[Collection entries]
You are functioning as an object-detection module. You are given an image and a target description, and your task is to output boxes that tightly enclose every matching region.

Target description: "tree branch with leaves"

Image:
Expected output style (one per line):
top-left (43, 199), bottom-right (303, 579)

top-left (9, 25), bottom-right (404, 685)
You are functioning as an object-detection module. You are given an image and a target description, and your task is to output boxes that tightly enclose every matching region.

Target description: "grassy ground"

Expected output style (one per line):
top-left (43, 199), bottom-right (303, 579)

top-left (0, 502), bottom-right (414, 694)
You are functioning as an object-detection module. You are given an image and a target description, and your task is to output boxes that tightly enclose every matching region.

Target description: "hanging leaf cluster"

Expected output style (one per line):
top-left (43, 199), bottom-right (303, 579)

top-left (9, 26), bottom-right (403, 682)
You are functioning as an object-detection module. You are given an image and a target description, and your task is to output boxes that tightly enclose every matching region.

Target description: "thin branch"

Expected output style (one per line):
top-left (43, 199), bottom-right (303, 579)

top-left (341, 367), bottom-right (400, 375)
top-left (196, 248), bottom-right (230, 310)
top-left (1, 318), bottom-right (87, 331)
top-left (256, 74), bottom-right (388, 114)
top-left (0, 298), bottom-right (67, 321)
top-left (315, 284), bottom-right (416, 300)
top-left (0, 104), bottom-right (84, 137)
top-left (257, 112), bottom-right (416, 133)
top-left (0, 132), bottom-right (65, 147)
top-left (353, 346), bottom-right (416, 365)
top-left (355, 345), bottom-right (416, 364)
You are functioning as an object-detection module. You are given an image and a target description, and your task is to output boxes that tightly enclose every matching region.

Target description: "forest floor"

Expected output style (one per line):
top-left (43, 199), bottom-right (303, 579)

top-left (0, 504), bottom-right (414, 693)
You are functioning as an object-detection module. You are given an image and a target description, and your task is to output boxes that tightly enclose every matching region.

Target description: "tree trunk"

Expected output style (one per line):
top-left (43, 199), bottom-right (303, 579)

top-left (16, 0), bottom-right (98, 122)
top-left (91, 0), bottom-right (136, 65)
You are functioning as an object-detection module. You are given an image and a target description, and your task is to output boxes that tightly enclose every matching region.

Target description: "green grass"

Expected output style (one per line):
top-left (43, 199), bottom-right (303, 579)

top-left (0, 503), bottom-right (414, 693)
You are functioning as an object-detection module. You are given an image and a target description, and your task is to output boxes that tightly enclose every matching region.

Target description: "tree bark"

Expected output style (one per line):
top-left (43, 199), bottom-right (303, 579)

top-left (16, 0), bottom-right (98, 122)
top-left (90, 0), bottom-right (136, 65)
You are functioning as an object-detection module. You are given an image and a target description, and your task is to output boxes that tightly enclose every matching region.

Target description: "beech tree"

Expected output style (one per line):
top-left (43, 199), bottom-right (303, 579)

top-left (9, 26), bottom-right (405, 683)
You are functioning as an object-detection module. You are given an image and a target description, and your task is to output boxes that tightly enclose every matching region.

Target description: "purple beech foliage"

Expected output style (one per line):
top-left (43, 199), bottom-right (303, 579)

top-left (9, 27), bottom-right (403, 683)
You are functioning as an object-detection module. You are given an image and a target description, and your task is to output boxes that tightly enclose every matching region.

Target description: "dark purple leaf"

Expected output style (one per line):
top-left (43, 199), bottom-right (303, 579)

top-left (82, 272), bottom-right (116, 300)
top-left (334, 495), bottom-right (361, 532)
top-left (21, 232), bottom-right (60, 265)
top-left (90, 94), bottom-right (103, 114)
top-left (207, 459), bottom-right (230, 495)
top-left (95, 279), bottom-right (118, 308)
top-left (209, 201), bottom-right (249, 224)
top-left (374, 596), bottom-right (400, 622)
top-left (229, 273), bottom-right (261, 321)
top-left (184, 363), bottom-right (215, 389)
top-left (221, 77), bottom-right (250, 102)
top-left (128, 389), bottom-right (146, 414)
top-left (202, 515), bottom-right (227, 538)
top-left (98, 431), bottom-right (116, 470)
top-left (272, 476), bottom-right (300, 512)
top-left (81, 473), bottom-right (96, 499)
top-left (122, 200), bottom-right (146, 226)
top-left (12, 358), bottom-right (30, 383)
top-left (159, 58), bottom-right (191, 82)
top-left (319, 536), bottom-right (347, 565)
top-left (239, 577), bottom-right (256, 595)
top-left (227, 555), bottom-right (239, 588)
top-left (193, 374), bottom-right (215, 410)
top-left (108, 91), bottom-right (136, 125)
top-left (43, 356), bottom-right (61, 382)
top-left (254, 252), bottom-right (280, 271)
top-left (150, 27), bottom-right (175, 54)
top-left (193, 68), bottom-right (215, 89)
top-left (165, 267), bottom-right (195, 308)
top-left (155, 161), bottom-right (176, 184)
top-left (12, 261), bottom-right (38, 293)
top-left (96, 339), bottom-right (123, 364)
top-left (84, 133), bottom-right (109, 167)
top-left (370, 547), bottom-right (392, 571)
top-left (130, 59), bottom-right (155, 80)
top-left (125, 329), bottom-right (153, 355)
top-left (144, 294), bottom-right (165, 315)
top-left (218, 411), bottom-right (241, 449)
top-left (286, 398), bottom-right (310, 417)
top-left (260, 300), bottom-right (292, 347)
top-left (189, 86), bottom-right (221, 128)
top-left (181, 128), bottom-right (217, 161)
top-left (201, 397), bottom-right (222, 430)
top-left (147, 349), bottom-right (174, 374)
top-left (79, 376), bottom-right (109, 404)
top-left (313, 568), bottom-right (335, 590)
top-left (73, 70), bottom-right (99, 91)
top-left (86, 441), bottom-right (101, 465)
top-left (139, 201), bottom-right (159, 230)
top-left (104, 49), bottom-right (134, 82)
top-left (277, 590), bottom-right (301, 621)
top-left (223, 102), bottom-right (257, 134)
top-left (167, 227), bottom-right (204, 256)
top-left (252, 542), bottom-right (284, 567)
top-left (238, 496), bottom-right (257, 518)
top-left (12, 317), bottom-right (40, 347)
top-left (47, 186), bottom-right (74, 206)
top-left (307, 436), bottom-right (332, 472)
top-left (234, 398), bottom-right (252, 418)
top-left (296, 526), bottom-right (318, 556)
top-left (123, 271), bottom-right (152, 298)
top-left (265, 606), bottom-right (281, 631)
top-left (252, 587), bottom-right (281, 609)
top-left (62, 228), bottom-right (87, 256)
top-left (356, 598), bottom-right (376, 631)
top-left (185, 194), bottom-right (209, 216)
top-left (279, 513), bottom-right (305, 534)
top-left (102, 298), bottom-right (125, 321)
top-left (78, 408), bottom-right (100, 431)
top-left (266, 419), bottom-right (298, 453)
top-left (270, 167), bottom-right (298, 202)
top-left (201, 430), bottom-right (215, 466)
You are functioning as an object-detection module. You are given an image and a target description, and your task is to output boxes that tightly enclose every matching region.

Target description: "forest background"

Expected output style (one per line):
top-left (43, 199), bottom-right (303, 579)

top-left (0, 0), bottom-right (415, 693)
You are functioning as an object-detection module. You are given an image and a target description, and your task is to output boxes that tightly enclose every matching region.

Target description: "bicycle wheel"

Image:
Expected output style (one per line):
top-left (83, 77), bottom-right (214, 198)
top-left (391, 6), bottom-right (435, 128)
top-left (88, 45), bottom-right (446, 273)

## TASK INSTRUCTIONS
Give back every entry, unchanged in any way.

## REPLY TO THE TASK
You are functioning as an object-detection module. You are given an image and a target description, and your task is to output boxes that tightly enclose every matching region.

Target description: "tree branch with leaves"

Image:
Expected output style (one per line):
top-left (43, 199), bottom-right (303, 579)

top-left (9, 25), bottom-right (404, 685)
You are functioning as an object-detection module. You are given an image and a target description, and your task is to output boxes that tightly enclose every matching region.

Target description: "grassy ground"

Expected output style (one per line):
top-left (43, 199), bottom-right (303, 579)

top-left (0, 502), bottom-right (414, 694)
You are functioning as an object-detection module. You are given an image and a target description, and your task is to output boxes that tightly enclose every matching region.

Target description: "hanging leaf cluster"

Expected output style (one per line):
top-left (43, 199), bottom-right (303, 579)

top-left (9, 26), bottom-right (403, 682)
You are functioning as an object-detection module. You are given an image and a target description, and your task is to output boxes that tightly enclose every matching region.

Target description: "thin branch"

Expected output style (one per line):
top-left (43, 199), bottom-right (303, 579)

top-left (341, 367), bottom-right (400, 375)
top-left (196, 248), bottom-right (230, 310)
top-left (1, 318), bottom-right (87, 331)
top-left (256, 74), bottom-right (388, 114)
top-left (0, 298), bottom-right (67, 321)
top-left (315, 284), bottom-right (416, 300)
top-left (0, 104), bottom-right (84, 137)
top-left (257, 112), bottom-right (416, 133)
top-left (0, 132), bottom-right (65, 147)
top-left (353, 346), bottom-right (416, 365)
top-left (355, 345), bottom-right (416, 364)
You are functioning as an object-detection module. You are given an image and a target description, and your task is to output boxes that tightly enclose every matching region.

Target description: "forest floor"

Expected output style (one per line):
top-left (43, 199), bottom-right (303, 579)

top-left (0, 504), bottom-right (414, 693)
You are functioning as an object-detection module. You are given an image and a target description, and your task is to output boxes that tightly enclose every matching region.

Target description: "tree trunk"

Expected output style (one per line):
top-left (43, 199), bottom-right (303, 579)

top-left (16, 0), bottom-right (98, 122)
top-left (91, 0), bottom-right (136, 65)
You are functioning as an object-detection module. You are given an image and a target description, and your task is to output boxes that tightly enclose every matching region.

Target description: "green grass"

Expected output style (one per line):
top-left (43, 199), bottom-right (303, 579)

top-left (0, 503), bottom-right (414, 693)
You are functioning as an object-detection module. You are given an image and a target description, and your task is to output boxes that tightly enclose every matching region.

Target description: "tree bark"

Expected output style (one per line):
top-left (43, 199), bottom-right (303, 579)

top-left (16, 0), bottom-right (98, 122)
top-left (90, 0), bottom-right (136, 65)
You are functioning as an object-detection module. You are given an image and a target description, and your task is to output boxes that tightly enclose every matching region.

Target description: "beech tree"

Expected output style (one per line):
top-left (43, 199), bottom-right (303, 579)

top-left (9, 26), bottom-right (405, 683)
You are functioning as an object-detection module. You are given an image and a target description, and your task is to output boxes that tightly enclose every matching region.

Target description: "purple beech foliage"

Expected output style (one per line):
top-left (43, 199), bottom-right (303, 579)

top-left (9, 27), bottom-right (403, 683)
You are functioning as an object-detection module. You are given an image and a target description, and your task is to output boxes that tightly enclose every matching region.

Target description: "dark purple leaf"

Expected output style (one per line):
top-left (43, 199), bottom-right (303, 579)

top-left (82, 272), bottom-right (116, 300)
top-left (334, 495), bottom-right (361, 532)
top-left (21, 232), bottom-right (60, 265)
top-left (90, 94), bottom-right (103, 114)
top-left (207, 459), bottom-right (230, 495)
top-left (95, 279), bottom-right (118, 308)
top-left (209, 201), bottom-right (249, 224)
top-left (374, 596), bottom-right (400, 622)
top-left (229, 273), bottom-right (261, 321)
top-left (184, 363), bottom-right (215, 389)
top-left (221, 77), bottom-right (250, 102)
top-left (128, 389), bottom-right (146, 414)
top-left (202, 515), bottom-right (227, 538)
top-left (98, 431), bottom-right (116, 470)
top-left (272, 476), bottom-right (300, 512)
top-left (81, 473), bottom-right (96, 499)
top-left (122, 200), bottom-right (146, 226)
top-left (12, 358), bottom-right (30, 383)
top-left (159, 58), bottom-right (191, 82)
top-left (319, 536), bottom-right (347, 565)
top-left (239, 577), bottom-right (256, 595)
top-left (227, 555), bottom-right (239, 588)
top-left (193, 374), bottom-right (215, 410)
top-left (108, 91), bottom-right (136, 125)
top-left (43, 356), bottom-right (61, 382)
top-left (254, 252), bottom-right (280, 271)
top-left (150, 27), bottom-right (175, 54)
top-left (193, 68), bottom-right (215, 89)
top-left (165, 267), bottom-right (195, 308)
top-left (155, 161), bottom-right (176, 184)
top-left (12, 261), bottom-right (38, 293)
top-left (96, 339), bottom-right (123, 364)
top-left (84, 133), bottom-right (109, 167)
top-left (370, 547), bottom-right (392, 571)
top-left (130, 59), bottom-right (155, 80)
top-left (125, 329), bottom-right (153, 355)
top-left (144, 294), bottom-right (165, 315)
top-left (218, 411), bottom-right (241, 449)
top-left (286, 398), bottom-right (310, 417)
top-left (260, 300), bottom-right (292, 347)
top-left (189, 86), bottom-right (221, 128)
top-left (181, 128), bottom-right (217, 161)
top-left (201, 397), bottom-right (222, 430)
top-left (147, 349), bottom-right (174, 374)
top-left (79, 376), bottom-right (109, 404)
top-left (313, 568), bottom-right (335, 590)
top-left (73, 70), bottom-right (99, 91)
top-left (86, 441), bottom-right (101, 465)
top-left (139, 201), bottom-right (159, 230)
top-left (104, 49), bottom-right (134, 82)
top-left (277, 590), bottom-right (301, 621)
top-left (223, 102), bottom-right (257, 134)
top-left (167, 227), bottom-right (204, 256)
top-left (252, 542), bottom-right (284, 567)
top-left (238, 496), bottom-right (257, 518)
top-left (12, 317), bottom-right (40, 347)
top-left (47, 186), bottom-right (74, 206)
top-left (307, 436), bottom-right (332, 472)
top-left (234, 398), bottom-right (252, 418)
top-left (296, 526), bottom-right (318, 556)
top-left (123, 271), bottom-right (152, 298)
top-left (265, 606), bottom-right (281, 631)
top-left (252, 587), bottom-right (281, 609)
top-left (62, 228), bottom-right (87, 256)
top-left (356, 598), bottom-right (376, 631)
top-left (185, 194), bottom-right (209, 216)
top-left (279, 513), bottom-right (305, 534)
top-left (102, 298), bottom-right (125, 321)
top-left (78, 408), bottom-right (100, 431)
top-left (266, 419), bottom-right (298, 453)
top-left (270, 167), bottom-right (298, 202)
top-left (201, 430), bottom-right (215, 466)
You are functioning as an object-detection module. You are given an image and a target description, and your task is to output boxes that tightly enclose every matching region.

Target description: "forest background"

Expected output style (one per line):
top-left (43, 199), bottom-right (303, 579)

top-left (0, 0), bottom-right (415, 693)
You are functioning as an object-detection module. You are given an image and a target description, and your task is to output boxes that tightly enclose every matching region.

Target description: "bicycle wheel"

Image:
Expected output style (one per line):
top-left (83, 77), bottom-right (214, 198)
top-left (391, 6), bottom-right (435, 128)
top-left (88, 45), bottom-right (446, 273)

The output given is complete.